> _Entries provided_:
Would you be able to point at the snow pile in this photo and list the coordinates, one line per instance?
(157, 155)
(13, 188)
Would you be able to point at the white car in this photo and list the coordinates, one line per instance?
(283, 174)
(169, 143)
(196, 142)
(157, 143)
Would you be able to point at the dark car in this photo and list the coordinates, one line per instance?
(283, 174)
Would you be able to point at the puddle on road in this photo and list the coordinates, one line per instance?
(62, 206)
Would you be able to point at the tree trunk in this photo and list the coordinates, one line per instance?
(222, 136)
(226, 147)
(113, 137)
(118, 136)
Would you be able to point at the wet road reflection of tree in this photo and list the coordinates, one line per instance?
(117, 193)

> _What the task requires_: Repeat the line that contains "Would you be able to point at the white", then every line after it until the records end, with nothing added.

> _Written solution_:
Would you be able to point at the white car in this photo and list the coordinates, one line per instance?
(283, 174)
(169, 143)
(196, 142)
(157, 143)
Would you be able to point at the dark car in this photo and list the coordinates, one line per instance?
(283, 174)
Would you be able to point at the puddle on road in this photo and list the coordinates, one line per instance?
(62, 206)
Would you be able to point at the tree trunk in this photo and list the coordinates, one line per instance?
(222, 136)
(226, 147)
(113, 137)
(118, 136)
Would you be able to point at the wet road reflection of tree in this photo and list the coordinates, one line per instance?
(117, 193)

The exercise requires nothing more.